Excerpted text:
···

The PCA explained variance plot shows:
- The first component explains approximately 24% of variance
- We need 19 components to retain 95% of the original information
- The variance is distributed across many components, suggesting complex underlying patterns

### 3.2 Class Separation in PCA Space

The scatter plot of the first two principal components shows:
- Substantial overlap between classes in the central region
- Some FALSE POSITIVE examples have more extreme values, particularly on the negative side of PC1
- PC1 and PC2 together explain about 37% of the variance, which provides some separation but is insufficient for perfect classification
- This visualization confirms why machine learning algorithms are necessary for effective classification

## 4. k-Nearest Neighbors Classification

We'll now build kNN models with and without PCA to classify exoplanets.

### 4.1 kNN without PCA (Baseline)

First, we'll train a kNN classifier using all features without dimensionality reduction.

### 4.2 kNN with PCA

Next, we'll train a kNN classifier using the principal components that explain 95% of the variance.

In [6]:
# Define helper function
def get_memory_usage():
    """Get current memory usage of the process in MB"""
    process = psutil.Process(os.getpid())
    return process.memory_info().rss / 1024 / 1024  # Convert to MB

def run_knn_experiment(X_train, X_test, y_train, y_test, feature_names, scaler, class_names, with_pca=True, n_components=10):
    """
    Run KNN experiment with or without PCA for multi-class classification
    Parameters:
    -----------
    X_train, X_test, y_train, y_test : DataFrame/Series
        Training and test data
    feature_names : list
        List of feature names
    scaler : StandardScaler
        Fitted scaler
    class_names : list
        Names of classes
    with_pca : bool
        Whether to use PCA for dimensionality reduction
    n_components : int
        Number of PCA components to use if with_pca is True
    Returns:
    --------
    results : dict
        Dictionary with experiment results
    """
    experiment_name = "KNN with PCA" if with_pca else "KNN without PCA"
    print(f"\n{'='*50}")

···

Actions to take:
**1.** Reproduce the passage of the exoplanet classification text starting with "### 3.2 Class" and going on through "without PCA (Baseline)".
**2.** Answer these questions using the exoplanet classification text:
(a) How many components are needed to retain 95% of the original information?
(b) About what percentage of the variance do PC1 and PC2 explain together?
(c) In what unit does the helper function get_memory_usage return memory usage?
**3.** Pick up the exoplanet classification text from its last line and continue it.
The records are separate material with no connection to the exoplanet classification text.

Entries shown:
···

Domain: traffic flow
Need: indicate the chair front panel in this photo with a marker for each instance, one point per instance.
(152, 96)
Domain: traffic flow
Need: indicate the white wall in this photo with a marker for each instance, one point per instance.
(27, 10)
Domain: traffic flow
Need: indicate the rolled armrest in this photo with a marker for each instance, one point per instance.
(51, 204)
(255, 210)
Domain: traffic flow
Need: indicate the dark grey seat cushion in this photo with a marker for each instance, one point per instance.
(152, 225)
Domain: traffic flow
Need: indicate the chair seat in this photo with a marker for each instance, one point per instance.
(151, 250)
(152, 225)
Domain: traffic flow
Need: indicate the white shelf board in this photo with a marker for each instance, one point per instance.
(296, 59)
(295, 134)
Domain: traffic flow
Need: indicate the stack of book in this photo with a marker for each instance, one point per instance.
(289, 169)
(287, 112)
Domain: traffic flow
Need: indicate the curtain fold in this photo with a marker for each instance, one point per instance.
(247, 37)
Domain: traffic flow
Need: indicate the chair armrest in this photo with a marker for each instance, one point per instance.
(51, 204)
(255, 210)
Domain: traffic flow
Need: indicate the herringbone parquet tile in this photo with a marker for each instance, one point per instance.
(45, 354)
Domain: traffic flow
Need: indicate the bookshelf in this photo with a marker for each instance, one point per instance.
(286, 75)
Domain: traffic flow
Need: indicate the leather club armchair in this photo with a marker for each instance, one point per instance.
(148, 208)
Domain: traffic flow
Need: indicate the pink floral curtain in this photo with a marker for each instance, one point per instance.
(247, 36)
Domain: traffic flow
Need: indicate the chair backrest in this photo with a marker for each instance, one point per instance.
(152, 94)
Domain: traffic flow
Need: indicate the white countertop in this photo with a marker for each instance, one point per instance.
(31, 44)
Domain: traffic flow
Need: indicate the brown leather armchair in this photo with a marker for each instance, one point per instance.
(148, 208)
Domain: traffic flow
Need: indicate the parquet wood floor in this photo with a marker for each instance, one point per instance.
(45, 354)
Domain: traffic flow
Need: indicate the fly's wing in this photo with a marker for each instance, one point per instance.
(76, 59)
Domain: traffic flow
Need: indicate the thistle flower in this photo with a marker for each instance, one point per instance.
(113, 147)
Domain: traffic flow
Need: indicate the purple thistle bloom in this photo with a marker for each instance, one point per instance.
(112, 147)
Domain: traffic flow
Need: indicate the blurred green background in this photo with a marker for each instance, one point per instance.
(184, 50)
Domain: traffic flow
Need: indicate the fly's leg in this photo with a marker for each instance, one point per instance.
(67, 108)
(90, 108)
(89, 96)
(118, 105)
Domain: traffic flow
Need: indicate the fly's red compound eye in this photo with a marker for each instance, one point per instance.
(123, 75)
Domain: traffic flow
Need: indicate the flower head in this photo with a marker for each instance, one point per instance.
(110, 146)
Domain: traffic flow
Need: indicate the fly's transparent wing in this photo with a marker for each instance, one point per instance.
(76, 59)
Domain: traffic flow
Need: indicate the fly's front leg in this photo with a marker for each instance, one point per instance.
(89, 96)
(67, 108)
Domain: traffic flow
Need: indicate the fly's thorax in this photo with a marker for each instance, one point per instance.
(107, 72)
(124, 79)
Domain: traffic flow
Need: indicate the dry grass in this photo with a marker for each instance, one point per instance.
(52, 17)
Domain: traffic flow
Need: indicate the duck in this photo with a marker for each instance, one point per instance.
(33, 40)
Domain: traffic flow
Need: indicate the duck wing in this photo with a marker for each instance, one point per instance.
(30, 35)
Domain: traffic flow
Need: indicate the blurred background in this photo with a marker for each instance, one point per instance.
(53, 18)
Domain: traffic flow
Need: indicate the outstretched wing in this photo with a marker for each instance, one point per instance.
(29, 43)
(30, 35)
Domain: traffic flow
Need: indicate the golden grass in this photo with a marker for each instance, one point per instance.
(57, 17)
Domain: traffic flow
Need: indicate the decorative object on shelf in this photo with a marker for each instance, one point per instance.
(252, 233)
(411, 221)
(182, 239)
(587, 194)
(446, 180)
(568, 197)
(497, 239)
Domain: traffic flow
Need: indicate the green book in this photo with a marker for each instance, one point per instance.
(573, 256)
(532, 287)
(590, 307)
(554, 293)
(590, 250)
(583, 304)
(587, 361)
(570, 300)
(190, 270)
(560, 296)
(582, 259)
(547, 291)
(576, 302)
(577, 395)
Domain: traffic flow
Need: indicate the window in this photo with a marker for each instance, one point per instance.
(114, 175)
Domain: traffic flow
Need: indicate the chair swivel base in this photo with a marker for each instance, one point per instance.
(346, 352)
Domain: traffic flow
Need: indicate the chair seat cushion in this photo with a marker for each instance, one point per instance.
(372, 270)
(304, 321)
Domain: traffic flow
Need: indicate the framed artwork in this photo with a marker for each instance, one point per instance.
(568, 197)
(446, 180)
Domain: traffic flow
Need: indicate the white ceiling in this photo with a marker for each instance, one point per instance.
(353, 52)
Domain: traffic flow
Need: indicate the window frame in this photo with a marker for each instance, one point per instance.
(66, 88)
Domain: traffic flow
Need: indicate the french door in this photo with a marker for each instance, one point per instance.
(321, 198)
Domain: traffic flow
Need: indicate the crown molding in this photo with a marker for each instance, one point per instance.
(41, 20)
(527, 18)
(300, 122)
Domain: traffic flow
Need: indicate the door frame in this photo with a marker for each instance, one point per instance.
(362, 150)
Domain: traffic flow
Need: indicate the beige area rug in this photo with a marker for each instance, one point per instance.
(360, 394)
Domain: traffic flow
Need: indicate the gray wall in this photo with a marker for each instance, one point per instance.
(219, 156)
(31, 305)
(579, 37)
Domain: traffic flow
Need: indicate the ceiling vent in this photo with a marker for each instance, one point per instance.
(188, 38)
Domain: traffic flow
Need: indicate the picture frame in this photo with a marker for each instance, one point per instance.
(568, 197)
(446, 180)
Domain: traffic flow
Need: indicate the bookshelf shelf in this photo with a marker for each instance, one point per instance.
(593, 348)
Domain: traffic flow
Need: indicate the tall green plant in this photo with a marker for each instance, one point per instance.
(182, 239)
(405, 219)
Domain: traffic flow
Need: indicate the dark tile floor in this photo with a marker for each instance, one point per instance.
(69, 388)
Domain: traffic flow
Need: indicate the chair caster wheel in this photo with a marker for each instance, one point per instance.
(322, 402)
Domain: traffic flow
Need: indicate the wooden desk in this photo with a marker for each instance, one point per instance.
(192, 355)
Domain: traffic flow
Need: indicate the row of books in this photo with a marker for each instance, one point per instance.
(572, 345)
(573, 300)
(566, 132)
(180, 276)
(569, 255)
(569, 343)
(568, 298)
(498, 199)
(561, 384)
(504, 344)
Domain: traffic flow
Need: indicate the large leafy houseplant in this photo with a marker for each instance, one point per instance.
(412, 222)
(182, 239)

···

Results by task:
**1.**
### 3.2 Class Separation in PCA Space

The scatter plot of the first two principal components shows:
- Substantial overlap between classes in the central region
- Some FALSE POSITIVE examples have more extreme values, particularly on the negative side of PC1
- PC1 and PC2 together explain about 37% of the variance, which provides some separation but is insufficient for perfect classification
- This visualization confirms why machine learning algorithms are necessary for effective classification

## 4. k-Nearest Neighbors Classification

We'll now build kNN models with and without PCA to classify exoplanets.

### 4.1 kNN without PCA (Baseline)

**2.**
(a) 19
(b) About 37%
(c) MB

**3.**
    print(f"Running {experiment_name} - Multi-class Classification")
    print(f"{'='*50}")

    # Log initial memory usage
    initial_memory = get_memory_usage()
    print(f"Initial memory usage: {initial_memory:.2f} MB")

    # Create pipeline
    if with_pca:
        pipeline = Pipeline([
            ('scaler', scaler),
            ('pca', PCA(n_components=n_components)),
            ('knn', KNeighborsClassifier())
        ])
        print(f"Using PCA with {n_components} components")
    else:
        pipeline = Pipeline([
            ('scaler', scaler),
            ('knn', KNeighborsClassifier())
        ])
        print("Using all features without PCA")

    # Define parameter grid for grid search
    param_grid = {
        'knn__n_neighbors': [3, 5, 7, 9, 11, 15],
        'knn__weights': ['uniform', 'distance'],
        'knn__metric': ['euclidean', 'manhattan', 'minkowski']
    }

    # Create grid search
    grid_search = GridSearchCV(
        pipeline, param_grid, cv=5, scoring='accuracy', n_jobs=-1, verbose=1
    )

    # Measure training time
    print("\nTraining model...")
    start_time = time.time()
    grid_search.fit(X_train, y_train)
    training_time = time.time() - start_time

    # Log memory usage after training
    final_memory = get_memory_usage()
    memory_used = final_memory - initial_memory

    # Get best model
    best_model = grid_search.best_estimator_
    best_params = grid_search.best_params_
    print(f"Training completed in {training_time:.2f} seconds")
    print(f"Memory usage: {memory_used:.2f} MB")
    print(f"Best parameters: {best_params}")

    # Make predictions
    y_pred = best_model.predict(X_test)

    # Calculate metrics
    accuracy = accuracy_score(y_test, y_pred)
    precision, recall, f1, _ = precision_recall_fscore_support(y_test, y_pred, average='weighted')
    print("\nModel performance:")
    print(f"  Accuracy:  {accuracy:.4f}")
    print(f"  Precision: {precision:.4f}")
    print(f"  Recall:    {recall:.4f}")
    print(f"  F1 Score:  {f1:.4f}")

    # Print detailed classification report
    print("\nDetailed Classification Report:")
    print(classification_report(y_test, y_pred, target_names=class_names))

    # Create confusion matrix
    cm = confusion_matrix(y_test, y_pred)

    # Create interactive confusion matrix
    cm_fig = px.imshow(
        cm,
        x=class_names,
        y=class_names,
        text_auto=True,
        color_continuous_scale='Blues',
        labels=dict(x="Predicted", y="True", color="Count"),
        title=f"Confusion Matrix - {experiment_name}"
    )
    cm_fig.update_layout(
        title={
            'text': f"Confusion Matrix - {experiment_name}",
            'y':0.95,
            'x':0.5,
            'xanchor': 'center',
            'yanchor': 'top'
        },
        height=600,
        width=700,
        xaxis=dict(
            title="Predicted Class",
            tickangle=-45
        ),
        yaxis=dict(
            title="True Class"
        )
    )
    # Calculate class-specific metrics
    class_precision, class_recall, class_f1, support = precision_recall_fscore_support(
        y_test, y_pred, labels=range(len(class_names))
    )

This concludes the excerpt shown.